[Stored items]

-- -- --

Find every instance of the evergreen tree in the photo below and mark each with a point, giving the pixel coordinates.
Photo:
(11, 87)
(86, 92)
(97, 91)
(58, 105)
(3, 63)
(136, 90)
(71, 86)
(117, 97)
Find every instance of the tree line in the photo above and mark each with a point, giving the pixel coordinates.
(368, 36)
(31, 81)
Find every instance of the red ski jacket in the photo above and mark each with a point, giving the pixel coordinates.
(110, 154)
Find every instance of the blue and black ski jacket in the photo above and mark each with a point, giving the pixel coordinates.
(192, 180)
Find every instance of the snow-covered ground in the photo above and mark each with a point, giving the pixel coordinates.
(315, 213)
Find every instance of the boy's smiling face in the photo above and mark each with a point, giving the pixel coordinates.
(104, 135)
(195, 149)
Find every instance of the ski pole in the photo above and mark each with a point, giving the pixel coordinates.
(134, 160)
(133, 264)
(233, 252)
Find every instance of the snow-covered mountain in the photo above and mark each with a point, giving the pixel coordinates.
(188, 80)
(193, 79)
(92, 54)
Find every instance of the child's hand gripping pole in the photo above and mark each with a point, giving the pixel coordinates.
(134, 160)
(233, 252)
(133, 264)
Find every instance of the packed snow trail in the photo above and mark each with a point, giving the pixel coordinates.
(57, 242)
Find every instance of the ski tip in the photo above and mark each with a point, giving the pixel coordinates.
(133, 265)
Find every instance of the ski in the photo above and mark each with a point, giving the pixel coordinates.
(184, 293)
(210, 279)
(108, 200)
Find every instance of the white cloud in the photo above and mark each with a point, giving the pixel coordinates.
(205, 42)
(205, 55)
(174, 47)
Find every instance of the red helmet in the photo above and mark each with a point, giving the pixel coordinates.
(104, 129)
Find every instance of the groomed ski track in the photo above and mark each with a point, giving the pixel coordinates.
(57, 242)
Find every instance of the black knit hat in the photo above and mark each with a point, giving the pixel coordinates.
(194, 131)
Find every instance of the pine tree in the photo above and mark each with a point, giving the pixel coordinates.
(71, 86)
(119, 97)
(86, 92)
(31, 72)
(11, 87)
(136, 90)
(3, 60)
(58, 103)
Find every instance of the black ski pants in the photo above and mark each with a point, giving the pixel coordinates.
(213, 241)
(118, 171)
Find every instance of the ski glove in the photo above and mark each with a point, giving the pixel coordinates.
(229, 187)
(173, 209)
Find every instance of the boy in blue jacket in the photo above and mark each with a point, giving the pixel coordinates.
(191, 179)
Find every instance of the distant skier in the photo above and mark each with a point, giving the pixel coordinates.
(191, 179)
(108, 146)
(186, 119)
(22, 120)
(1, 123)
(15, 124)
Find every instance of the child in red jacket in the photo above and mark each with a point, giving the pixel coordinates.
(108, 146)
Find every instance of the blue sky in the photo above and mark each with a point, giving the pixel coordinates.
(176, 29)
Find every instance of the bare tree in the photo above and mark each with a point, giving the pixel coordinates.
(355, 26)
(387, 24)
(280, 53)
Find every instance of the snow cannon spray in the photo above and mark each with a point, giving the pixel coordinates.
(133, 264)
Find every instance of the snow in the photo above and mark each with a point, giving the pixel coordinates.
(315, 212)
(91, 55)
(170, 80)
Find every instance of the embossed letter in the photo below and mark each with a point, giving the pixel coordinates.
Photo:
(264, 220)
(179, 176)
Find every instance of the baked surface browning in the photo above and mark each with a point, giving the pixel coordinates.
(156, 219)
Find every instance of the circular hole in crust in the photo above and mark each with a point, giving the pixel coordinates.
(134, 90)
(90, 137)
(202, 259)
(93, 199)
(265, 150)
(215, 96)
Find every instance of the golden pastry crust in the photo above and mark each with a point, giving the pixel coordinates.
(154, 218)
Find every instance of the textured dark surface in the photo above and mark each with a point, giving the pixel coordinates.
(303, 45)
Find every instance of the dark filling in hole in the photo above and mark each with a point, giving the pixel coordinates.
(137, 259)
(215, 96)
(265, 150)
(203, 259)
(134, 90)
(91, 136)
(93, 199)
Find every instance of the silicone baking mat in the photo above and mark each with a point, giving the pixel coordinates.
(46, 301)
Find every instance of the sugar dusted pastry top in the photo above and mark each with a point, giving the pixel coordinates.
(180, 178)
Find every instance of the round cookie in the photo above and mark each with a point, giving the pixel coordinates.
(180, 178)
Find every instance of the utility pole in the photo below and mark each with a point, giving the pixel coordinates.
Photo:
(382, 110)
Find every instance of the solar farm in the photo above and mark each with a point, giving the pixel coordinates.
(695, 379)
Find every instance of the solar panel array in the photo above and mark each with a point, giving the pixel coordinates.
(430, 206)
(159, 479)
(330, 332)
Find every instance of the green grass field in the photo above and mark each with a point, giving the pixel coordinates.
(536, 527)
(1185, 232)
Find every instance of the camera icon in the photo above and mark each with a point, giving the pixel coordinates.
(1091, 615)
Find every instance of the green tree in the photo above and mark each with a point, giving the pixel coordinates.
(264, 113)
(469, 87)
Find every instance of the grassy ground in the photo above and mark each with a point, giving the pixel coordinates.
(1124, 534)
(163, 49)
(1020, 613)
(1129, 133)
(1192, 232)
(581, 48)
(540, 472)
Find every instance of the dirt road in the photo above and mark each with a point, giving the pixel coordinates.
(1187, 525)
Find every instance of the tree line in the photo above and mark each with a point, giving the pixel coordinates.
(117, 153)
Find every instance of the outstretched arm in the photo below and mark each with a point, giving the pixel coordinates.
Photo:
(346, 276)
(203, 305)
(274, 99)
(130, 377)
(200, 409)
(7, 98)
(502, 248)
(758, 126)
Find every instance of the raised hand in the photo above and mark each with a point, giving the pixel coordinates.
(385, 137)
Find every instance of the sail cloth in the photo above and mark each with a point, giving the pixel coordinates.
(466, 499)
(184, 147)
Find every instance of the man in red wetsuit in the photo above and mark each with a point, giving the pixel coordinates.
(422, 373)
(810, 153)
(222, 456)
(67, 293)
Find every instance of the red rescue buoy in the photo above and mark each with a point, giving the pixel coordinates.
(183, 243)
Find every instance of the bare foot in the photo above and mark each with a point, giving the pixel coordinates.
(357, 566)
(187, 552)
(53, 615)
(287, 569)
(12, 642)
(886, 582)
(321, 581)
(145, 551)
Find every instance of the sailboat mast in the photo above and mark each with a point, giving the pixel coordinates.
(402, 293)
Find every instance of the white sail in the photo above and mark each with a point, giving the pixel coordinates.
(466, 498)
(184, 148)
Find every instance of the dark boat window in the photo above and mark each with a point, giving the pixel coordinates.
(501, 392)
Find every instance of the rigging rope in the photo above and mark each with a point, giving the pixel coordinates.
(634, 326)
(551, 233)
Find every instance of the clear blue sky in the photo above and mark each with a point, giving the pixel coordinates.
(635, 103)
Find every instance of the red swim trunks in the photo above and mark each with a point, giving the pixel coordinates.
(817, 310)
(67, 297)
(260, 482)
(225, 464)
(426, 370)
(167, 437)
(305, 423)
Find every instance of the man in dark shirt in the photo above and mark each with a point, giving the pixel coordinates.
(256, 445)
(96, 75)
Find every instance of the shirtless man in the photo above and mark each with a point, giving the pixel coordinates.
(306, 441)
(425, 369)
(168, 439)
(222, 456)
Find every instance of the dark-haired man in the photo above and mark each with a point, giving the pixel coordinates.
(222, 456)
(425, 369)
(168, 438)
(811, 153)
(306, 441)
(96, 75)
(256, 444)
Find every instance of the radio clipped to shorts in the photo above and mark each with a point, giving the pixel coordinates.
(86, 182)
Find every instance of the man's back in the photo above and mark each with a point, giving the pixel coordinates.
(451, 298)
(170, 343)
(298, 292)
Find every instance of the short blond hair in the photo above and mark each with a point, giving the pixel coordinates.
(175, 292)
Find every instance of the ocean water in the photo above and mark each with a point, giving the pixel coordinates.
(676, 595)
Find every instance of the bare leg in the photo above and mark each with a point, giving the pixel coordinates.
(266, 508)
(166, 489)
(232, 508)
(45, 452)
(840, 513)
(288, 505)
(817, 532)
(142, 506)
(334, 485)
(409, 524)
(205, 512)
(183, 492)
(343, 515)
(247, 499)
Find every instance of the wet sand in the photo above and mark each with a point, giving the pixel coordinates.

-- -- --

Problem description: Copy each line of the preceding data that contains the string "below".

Final answer:
Find every instance of the evergreen tree in the photo below and mark each with a point, giving the pixel coordinates.
Find every instance of the embossed letter in the photo below and mark each with a point, giving the pixel coordinates.
Find every instance of the utility pole in the photo below and mark each with a point, giving the pixel coordinates.
Find every instance of the outstretched arm in the photo below and mark each with a point, giving the pixel coordinates.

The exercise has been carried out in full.